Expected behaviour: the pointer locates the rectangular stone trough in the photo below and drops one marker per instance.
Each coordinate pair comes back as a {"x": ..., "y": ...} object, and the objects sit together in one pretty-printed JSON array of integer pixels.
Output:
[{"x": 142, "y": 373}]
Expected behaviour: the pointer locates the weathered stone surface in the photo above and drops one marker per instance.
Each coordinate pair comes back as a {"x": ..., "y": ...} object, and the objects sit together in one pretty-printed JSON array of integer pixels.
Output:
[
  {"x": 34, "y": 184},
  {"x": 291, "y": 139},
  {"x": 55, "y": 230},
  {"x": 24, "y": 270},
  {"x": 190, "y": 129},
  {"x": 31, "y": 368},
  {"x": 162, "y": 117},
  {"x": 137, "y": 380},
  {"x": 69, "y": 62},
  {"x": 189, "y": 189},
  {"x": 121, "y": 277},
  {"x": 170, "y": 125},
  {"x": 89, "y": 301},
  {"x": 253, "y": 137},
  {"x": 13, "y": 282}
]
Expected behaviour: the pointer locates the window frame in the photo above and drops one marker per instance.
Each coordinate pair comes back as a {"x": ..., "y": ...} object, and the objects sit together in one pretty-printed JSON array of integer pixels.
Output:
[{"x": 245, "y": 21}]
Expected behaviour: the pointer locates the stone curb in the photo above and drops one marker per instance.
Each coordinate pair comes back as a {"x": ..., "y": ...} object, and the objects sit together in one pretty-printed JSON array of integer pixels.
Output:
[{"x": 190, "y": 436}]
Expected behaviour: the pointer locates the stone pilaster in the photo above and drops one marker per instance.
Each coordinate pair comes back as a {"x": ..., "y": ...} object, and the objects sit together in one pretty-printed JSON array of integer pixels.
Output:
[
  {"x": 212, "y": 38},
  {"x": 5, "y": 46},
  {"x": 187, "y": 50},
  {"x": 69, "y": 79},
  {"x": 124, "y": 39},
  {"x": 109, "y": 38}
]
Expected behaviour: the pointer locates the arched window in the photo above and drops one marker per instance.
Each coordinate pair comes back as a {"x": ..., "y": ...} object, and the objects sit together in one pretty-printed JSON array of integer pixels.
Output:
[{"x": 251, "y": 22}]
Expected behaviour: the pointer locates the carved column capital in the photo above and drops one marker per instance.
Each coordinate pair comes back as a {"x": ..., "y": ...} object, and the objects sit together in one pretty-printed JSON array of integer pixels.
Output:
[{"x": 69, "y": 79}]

※

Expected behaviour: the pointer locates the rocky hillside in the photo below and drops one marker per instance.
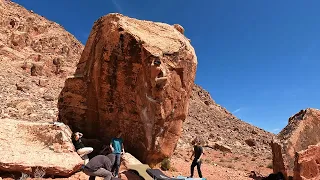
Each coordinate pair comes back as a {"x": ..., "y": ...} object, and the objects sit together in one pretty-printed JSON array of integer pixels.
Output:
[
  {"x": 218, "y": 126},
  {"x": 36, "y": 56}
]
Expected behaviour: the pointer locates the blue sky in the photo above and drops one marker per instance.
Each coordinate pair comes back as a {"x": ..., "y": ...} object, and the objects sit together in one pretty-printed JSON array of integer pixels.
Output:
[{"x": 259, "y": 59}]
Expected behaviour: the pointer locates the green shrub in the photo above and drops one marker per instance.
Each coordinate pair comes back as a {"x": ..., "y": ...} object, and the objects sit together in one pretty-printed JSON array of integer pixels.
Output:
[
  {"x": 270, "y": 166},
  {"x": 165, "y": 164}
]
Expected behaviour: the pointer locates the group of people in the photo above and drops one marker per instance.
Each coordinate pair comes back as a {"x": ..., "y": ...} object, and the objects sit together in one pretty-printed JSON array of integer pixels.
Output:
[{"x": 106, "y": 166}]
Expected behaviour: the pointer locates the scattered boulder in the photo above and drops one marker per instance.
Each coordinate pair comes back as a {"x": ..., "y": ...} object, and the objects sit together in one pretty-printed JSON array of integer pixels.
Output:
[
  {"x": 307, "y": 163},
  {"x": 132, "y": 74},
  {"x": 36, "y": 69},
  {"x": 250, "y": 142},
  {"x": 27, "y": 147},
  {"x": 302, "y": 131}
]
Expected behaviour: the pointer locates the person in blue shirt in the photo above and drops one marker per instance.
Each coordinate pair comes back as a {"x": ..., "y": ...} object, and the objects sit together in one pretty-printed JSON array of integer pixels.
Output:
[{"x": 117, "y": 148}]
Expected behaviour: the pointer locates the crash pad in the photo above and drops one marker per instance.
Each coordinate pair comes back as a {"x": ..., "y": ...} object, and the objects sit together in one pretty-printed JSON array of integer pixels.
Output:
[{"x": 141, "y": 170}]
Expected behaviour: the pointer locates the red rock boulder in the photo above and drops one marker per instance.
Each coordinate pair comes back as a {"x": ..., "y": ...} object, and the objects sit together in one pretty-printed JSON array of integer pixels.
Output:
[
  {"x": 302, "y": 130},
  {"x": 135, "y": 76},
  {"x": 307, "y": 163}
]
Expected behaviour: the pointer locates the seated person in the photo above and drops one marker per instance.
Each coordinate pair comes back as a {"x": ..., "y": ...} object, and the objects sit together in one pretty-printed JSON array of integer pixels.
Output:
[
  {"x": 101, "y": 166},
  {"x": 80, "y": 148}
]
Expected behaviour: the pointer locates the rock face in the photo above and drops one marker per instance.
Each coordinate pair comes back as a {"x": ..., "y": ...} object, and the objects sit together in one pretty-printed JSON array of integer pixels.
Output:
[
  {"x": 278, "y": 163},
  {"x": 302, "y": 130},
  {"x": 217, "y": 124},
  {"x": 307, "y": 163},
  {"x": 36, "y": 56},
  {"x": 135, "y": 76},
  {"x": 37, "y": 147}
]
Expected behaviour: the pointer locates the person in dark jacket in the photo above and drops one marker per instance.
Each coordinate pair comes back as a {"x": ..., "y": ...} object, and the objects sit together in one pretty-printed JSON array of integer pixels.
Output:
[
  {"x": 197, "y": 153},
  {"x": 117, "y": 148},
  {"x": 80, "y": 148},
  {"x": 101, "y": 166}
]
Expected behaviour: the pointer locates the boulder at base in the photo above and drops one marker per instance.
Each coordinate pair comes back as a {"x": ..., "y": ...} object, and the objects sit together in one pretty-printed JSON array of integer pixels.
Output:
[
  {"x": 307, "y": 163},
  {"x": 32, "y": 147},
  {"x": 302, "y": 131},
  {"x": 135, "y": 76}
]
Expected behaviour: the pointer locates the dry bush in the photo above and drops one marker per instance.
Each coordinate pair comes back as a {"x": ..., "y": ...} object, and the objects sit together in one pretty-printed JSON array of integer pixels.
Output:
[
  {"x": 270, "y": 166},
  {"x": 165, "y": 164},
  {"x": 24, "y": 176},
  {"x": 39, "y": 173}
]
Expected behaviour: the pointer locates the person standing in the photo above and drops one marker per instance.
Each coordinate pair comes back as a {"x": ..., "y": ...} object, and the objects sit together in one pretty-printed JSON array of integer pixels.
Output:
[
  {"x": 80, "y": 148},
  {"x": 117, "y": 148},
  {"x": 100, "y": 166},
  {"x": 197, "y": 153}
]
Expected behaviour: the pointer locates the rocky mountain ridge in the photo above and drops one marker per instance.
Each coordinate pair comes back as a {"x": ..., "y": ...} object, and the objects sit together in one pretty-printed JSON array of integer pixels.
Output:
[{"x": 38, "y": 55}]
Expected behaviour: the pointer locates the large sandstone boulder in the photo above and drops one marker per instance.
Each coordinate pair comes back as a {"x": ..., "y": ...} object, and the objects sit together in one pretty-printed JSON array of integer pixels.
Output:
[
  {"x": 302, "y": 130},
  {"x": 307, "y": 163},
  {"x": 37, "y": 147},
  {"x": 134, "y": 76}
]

※

What you should do :: Which of the lines above contain the word "rocky"? Copy each of them in full, and treat uppercase and lowercase as different.

Final result ::
Expected behaviour: the pointer locates the rocky hillside in the photo below and drops one marker per instance.
Expected behaviour: the pointer locates the rocky mountain ridge in the photo above and drops one marker per instance.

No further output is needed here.